Baca berita dengan sedikit iklan, klik di sini
Menuju Bamiyan, mereka menemukan maut. Dua wartawan Jerman itu, Karen Fischer, 30 tahun, dan Christian Struwe, 38 tahun, ditemukan tewas di Baglan, Afganistan Utara, pertengahan pekan lalu. Kedua wartawan lepas televisi Jerman, Deutsche Welle, ini diduga dibunuh dalam perjalanan ke Bamiyan. Mereka berencana membuat film dokumenter tentang arca-arca Buddha raksasa yang dihancurkan rezim Taliban pada Maret 2001 dan peninggalan Buddha lainnya di Bamiyan.
”Kami sudah mengidentifikasi empat dari enam pelaku pembunuhan,” ujar Gubernur Baglan, Sayed Ikram Mahsomi. Boleh jadi, kematian dua jurnalis ini merupakan peringatan dari kelompok Taliban.
Sebelumnya, Jerman memang mengirim 2.750 tentara ke Afganistan untuk bergabung dengan Pakta Pertahanan Atlantik Utara (NATO). Karena itu, Jerman juga dianggap musuh Taliban.
Sebelumnya, Taliban di Gazni, Afganistan Selatan juga menyerang patroli militer tentara NATO. Dua tentara NATO tewas terkena bom bunuh diri, 14 orang luka-luka. ”Kami tak memiliki helikopter dan pesawat jet tempur, tapi kami memberi Amerika dan sekutunya kejutan bom di jalan-jalan, serangan bunuh diri dan sergapan maut dari gua-gua,” ujar juru bicara Taliban di Afganistan Selatan, Qari Mohammed Yusuf Ahmadi. Hal itu benar adanya. Menurut data terbaru NATO yang dikeluarkan Senin 9 Oktober lalu, sepanjang 2006 Taliban telah melakukan 78 serangan bom bunuh diri di berbagai tempat di Afganistan yang menewaskan hampir 200 orang. Bandingkan dengan korban serangan bom tahun lalu yang 50-60 orang.

● ● ●

Rincian Latihan >>
Teruskan bacaan tentang tewasnya dua wartawan Jerman di Afganistan, mulai setelah kalimat terakhirnya. Materi sesudah ini berdiri sendiri dan bukan bagian dari bacaan.

Kutipan Sumber >>
● ● ●

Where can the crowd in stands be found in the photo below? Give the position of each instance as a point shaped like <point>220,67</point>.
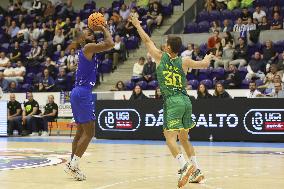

● ● ●

Hasil Akhir >>
Taliban memang makin berotot, terutama di Paktika, Khost, Gazni, Paktiya dan Logar, dan tentu saja Kandahar serta kawasan Balukistan yang terletak di perbatasan Afganistan-Pakistan. Intelijen AS memperkirakan sekitar 6.000 serdadu Taliban beroperasi di Afganistan memiliki basis di kawasan tribal yang dikuasai para warlords di perbatasan Pakistan-Afganistan itu. Dalam Operasi Medusa NATO bulan lalu, intelijen melihat gerakan pasukan Taliban keluar dari dan ke arah perbatasan itu. Bahkan menurut seorang komandan NATO, Jenderal James Jones, di hadapan Senat AS bulan lalu, intelijen menemukan lokasi tokoh tetua Taliban yang pernah menjadi pelindung utama Usamah bin Ladin, Mullah Muhammad Umar di Quetta, Pakistan, yang berbatasan dengan kawasan Balukistan.
Banyak pihak menyebutkan, pertempuran dengan Taliban tahun ini adalah yang terburuk setelah serangan tentara AS pada Oktober 2001. Hal inilah yang membuat pihak AS dan sekutunya gusar: lima tahun diberantas, Taliban tidak lenyap dari muka bumi. Mereka malah tumbuh subur. Jadi, Taliban pasti mendapat bantuan dari pihak luar. Tidak heran jika NATO mencurigai Pakistan melalui dinas intelijennya, ISI, mendukung operasi Taliban. Tuduhan terbuka itu disampaikan Komandan NATO dari Inggris, Jenderal David Richards, pada 8 Oktober lalu.
Pihak Barat sangat yakin Taliban mendapat bantuan dari Pakistan, karena sejarah Taliban memang bermula dari Pakistan. Kelompok ini didirikan pada 1993-1994 oleh Menteri Dalam Negeri Pakistan waktu itu, Naseerullah Babar. Para anggotanya—hingga kini—berasal dari murid-murid madrasah salafiah di Pakistan. Awalnya, Taliban digunakan Pakistan untuk menaklukkan pasukan para komandan militer suku-suku di kawasan perbatasan Pakistan-Afganistan. Itulah sebabnya Taliban sangat menguasai kawasan perbatasan.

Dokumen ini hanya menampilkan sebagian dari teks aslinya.